■ Instructions for the task:
Return each line of the listing in which the word "below" appears.

■ Records to process:
======

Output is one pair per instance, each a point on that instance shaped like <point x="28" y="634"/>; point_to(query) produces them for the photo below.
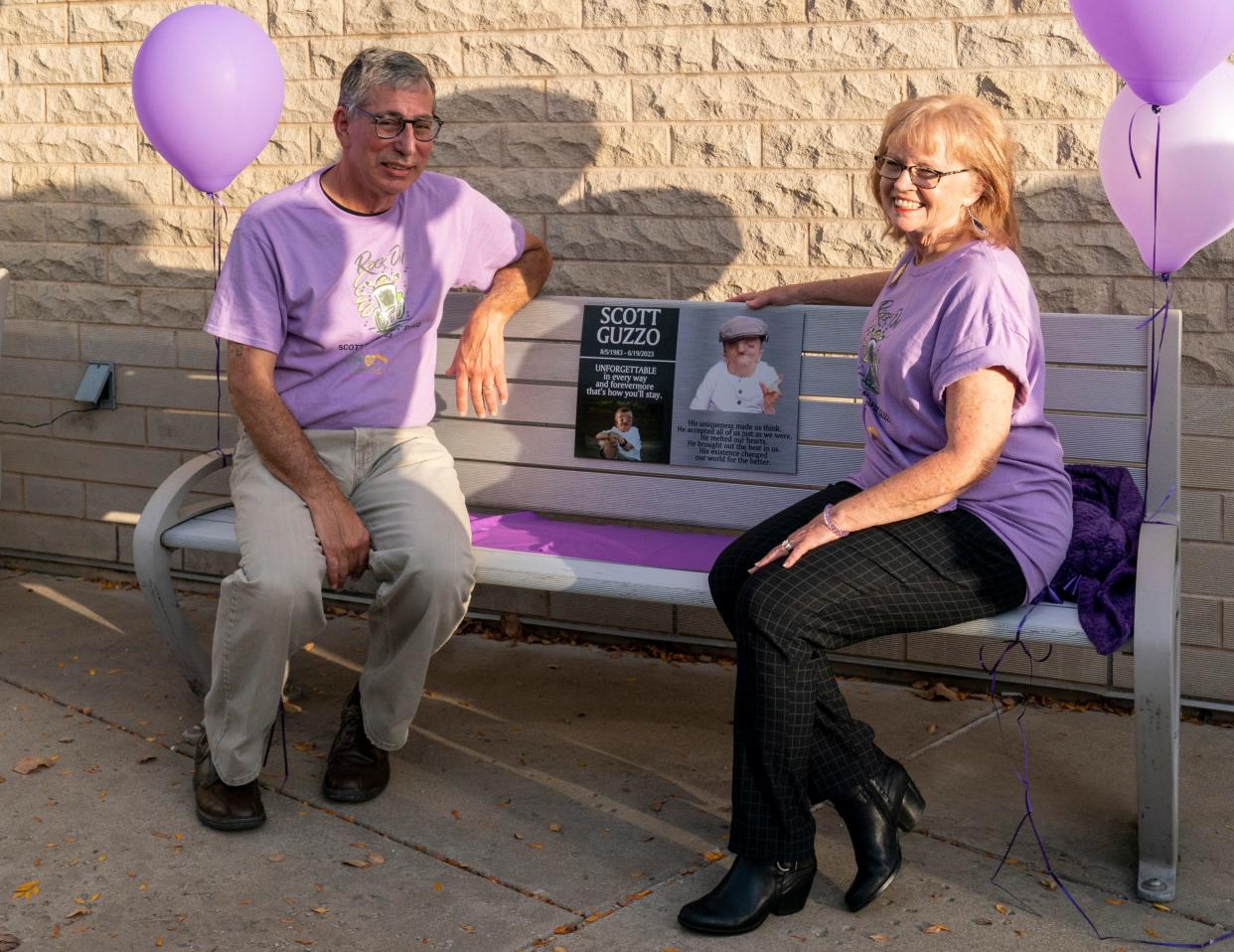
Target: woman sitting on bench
<point x="960" y="510"/>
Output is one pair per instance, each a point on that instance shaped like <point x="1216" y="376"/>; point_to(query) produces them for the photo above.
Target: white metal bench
<point x="1097" y="397"/>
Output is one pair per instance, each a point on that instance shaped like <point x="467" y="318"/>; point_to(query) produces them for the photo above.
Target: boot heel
<point x="911" y="807"/>
<point x="794" y="899"/>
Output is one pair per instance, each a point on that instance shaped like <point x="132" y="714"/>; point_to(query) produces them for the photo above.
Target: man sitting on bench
<point x="330" y="301"/>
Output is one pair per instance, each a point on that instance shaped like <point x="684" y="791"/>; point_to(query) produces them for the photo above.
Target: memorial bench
<point x="1097" y="396"/>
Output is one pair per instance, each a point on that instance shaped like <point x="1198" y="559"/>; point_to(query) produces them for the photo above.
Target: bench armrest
<point x="1157" y="655"/>
<point x="152" y="563"/>
<point x="163" y="509"/>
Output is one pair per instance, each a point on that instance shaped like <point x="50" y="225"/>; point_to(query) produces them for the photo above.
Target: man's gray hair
<point x="378" y="67"/>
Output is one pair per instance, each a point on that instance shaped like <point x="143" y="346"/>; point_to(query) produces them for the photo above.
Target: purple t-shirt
<point x="970" y="310"/>
<point x="351" y="303"/>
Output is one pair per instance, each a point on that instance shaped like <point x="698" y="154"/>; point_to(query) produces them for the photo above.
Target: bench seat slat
<point x="215" y="533"/>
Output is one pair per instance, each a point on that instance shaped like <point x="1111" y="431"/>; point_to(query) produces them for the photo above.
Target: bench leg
<point x="1157" y="648"/>
<point x="153" y="568"/>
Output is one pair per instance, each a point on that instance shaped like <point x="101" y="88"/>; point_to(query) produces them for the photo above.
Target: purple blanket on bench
<point x="625" y="545"/>
<point x="1100" y="565"/>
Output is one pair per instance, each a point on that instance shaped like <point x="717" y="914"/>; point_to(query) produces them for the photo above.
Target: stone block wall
<point x="662" y="147"/>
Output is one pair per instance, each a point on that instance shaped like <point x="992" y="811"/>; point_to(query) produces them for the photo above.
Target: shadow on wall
<point x="96" y="276"/>
<point x="585" y="184"/>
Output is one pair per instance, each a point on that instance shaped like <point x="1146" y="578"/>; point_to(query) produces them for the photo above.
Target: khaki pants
<point x="404" y="490"/>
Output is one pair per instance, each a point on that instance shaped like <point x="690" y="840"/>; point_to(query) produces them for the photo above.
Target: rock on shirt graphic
<point x="378" y="286"/>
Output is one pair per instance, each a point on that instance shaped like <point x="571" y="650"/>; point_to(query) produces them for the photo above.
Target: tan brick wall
<point x="662" y="147"/>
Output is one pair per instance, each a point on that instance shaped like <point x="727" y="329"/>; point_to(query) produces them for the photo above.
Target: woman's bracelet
<point x="827" y="521"/>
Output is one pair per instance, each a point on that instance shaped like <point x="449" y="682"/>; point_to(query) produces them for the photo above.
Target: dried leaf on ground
<point x="939" y="692"/>
<point x="29" y="764"/>
<point x="511" y="626"/>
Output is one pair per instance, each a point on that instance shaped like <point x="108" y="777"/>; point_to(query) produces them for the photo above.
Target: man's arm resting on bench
<point x="285" y="451"/>
<point x="479" y="366"/>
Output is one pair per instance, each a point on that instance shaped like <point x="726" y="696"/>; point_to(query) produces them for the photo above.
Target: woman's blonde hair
<point x="973" y="135"/>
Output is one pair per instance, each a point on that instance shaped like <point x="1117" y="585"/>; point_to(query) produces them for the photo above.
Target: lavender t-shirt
<point x="351" y="303"/>
<point x="970" y="310"/>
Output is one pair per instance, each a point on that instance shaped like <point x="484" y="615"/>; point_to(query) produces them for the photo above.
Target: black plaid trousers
<point x="795" y="742"/>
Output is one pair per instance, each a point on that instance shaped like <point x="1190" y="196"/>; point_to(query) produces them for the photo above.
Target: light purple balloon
<point x="1197" y="148"/>
<point x="1160" y="49"/>
<point x="208" y="86"/>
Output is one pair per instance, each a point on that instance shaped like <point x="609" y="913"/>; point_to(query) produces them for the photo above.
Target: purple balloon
<point x="208" y="86"/>
<point x="1160" y="49"/>
<point x="1197" y="146"/>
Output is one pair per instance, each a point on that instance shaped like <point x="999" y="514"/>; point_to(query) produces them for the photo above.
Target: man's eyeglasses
<point x="424" y="128"/>
<point x="921" y="176"/>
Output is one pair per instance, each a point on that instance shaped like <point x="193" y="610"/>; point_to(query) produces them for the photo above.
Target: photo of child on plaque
<point x="738" y="377"/>
<point x="623" y="430"/>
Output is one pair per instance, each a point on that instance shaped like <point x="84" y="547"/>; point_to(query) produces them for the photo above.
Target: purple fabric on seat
<point x="625" y="545"/>
<point x="1100" y="566"/>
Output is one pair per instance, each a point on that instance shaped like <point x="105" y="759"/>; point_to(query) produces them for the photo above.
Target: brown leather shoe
<point x="220" y="805"/>
<point x="356" y="769"/>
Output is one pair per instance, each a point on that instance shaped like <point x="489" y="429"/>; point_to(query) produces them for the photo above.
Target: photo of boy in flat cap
<point x="739" y="382"/>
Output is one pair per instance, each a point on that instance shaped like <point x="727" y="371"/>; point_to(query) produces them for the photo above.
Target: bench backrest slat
<point x="1096" y="397"/>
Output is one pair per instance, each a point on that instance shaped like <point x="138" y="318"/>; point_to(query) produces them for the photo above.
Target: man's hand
<point x="479" y="367"/>
<point x="770" y="394"/>
<point x="345" y="541"/>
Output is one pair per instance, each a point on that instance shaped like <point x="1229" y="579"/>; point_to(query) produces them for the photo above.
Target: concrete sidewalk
<point x="550" y="797"/>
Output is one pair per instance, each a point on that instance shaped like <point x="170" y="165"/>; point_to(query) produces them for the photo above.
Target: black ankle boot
<point x="748" y="894"/>
<point x="356" y="769"/>
<point x="220" y="805"/>
<point x="873" y="814"/>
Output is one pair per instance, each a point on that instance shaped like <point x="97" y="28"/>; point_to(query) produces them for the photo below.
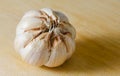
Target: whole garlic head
<point x="45" y="37"/>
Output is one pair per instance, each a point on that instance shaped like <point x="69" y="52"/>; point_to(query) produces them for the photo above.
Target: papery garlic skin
<point x="45" y="37"/>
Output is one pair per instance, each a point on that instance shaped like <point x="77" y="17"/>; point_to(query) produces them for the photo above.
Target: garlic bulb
<point x="45" y="37"/>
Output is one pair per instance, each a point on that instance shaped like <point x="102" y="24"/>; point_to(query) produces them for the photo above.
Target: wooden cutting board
<point x="97" y="23"/>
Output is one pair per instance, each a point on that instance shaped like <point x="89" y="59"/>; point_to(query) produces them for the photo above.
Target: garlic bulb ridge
<point x="45" y="37"/>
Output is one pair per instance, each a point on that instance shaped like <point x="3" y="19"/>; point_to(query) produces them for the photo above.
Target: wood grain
<point x="97" y="23"/>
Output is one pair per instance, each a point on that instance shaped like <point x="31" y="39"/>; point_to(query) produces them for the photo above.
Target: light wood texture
<point x="97" y="23"/>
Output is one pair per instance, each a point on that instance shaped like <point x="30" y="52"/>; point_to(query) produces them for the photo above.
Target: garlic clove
<point x="36" y="52"/>
<point x="70" y="45"/>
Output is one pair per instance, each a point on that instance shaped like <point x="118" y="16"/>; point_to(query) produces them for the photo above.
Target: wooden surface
<point x="97" y="43"/>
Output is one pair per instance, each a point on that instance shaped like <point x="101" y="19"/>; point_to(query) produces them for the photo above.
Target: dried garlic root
<point x="45" y="37"/>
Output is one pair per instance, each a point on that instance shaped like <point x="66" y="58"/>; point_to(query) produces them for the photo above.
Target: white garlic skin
<point x="39" y="42"/>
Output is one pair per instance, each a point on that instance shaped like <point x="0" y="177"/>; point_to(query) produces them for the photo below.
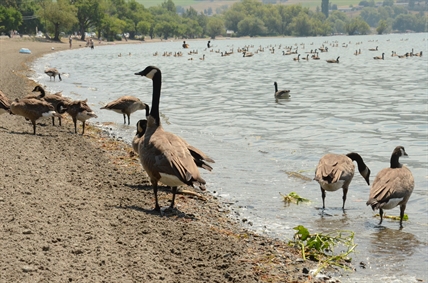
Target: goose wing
<point x="166" y="153"/>
<point x="390" y="183"/>
<point x="333" y="167"/>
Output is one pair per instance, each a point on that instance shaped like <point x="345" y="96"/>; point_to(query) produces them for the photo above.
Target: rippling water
<point x="225" y="106"/>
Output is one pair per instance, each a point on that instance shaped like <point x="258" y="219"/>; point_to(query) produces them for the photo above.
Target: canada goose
<point x="53" y="72"/>
<point x="126" y="105"/>
<point x="4" y="104"/>
<point x="247" y="54"/>
<point x="335" y="171"/>
<point x="164" y="156"/>
<point x="333" y="61"/>
<point x="198" y="156"/>
<point x="285" y="93"/>
<point x="34" y="109"/>
<point x="380" y="57"/>
<point x="54" y="99"/>
<point x="392" y="186"/>
<point x="80" y="110"/>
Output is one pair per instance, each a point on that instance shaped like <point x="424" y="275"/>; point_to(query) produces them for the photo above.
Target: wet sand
<point x="79" y="208"/>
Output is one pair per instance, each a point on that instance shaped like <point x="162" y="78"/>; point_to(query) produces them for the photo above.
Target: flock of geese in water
<point x="169" y="159"/>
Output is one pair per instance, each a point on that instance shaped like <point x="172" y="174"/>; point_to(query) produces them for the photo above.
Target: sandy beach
<point x="79" y="208"/>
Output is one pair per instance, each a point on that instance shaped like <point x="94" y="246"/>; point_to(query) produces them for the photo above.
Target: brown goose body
<point x="53" y="72"/>
<point x="164" y="156"/>
<point x="33" y="109"/>
<point x="284" y="93"/>
<point x="126" y="105"/>
<point x="333" y="60"/>
<point x="54" y="99"/>
<point x="380" y="57"/>
<point x="335" y="171"/>
<point x="80" y="110"/>
<point x="392" y="186"/>
<point x="4" y="104"/>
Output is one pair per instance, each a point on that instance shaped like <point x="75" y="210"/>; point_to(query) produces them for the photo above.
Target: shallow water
<point x="225" y="106"/>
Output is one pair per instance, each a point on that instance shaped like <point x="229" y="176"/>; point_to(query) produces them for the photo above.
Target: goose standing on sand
<point x="126" y="105"/>
<point x="80" y="110"/>
<point x="34" y="109"/>
<point x="54" y="99"/>
<point x="380" y="57"/>
<point x="4" y="104"/>
<point x="164" y="156"/>
<point x="198" y="156"/>
<point x="335" y="171"/>
<point x="284" y="93"/>
<point x="53" y="72"/>
<point x="392" y="186"/>
<point x="333" y="61"/>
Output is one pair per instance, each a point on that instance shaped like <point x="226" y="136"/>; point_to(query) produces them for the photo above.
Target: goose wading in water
<point x="164" y="156"/>
<point x="126" y="105"/>
<point x="34" y="109"/>
<point x="392" y="186"/>
<point x="53" y="72"/>
<point x="333" y="61"/>
<point x="335" y="171"/>
<point x="284" y="93"/>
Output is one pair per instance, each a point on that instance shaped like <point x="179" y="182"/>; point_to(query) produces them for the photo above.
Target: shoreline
<point x="78" y="208"/>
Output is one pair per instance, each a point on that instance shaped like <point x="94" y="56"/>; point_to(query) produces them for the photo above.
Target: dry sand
<point x="77" y="208"/>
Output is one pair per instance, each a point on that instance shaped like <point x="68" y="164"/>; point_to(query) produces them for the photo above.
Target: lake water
<point x="226" y="107"/>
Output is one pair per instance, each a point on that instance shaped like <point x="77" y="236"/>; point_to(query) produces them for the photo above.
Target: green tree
<point x="357" y="26"/>
<point x="111" y="26"/>
<point x="89" y="14"/>
<point x="251" y="26"/>
<point x="60" y="15"/>
<point x="382" y="26"/>
<point x="10" y="19"/>
<point x="301" y="25"/>
<point x="215" y="26"/>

======

■ Exercise solution:
Output is one pair per instance, each a point on that instance shaped like <point x="28" y="634"/>; point_to(query) produces them for the photo below.
Output is one pair per instance, each a point on that instance shaped like <point x="97" y="28"/>; point_to(query) produces them for the photo below.
Output is one pair per instance, each a point on that instance shaped like <point x="0" y="177"/>; point_to(query) produces them for the photo below.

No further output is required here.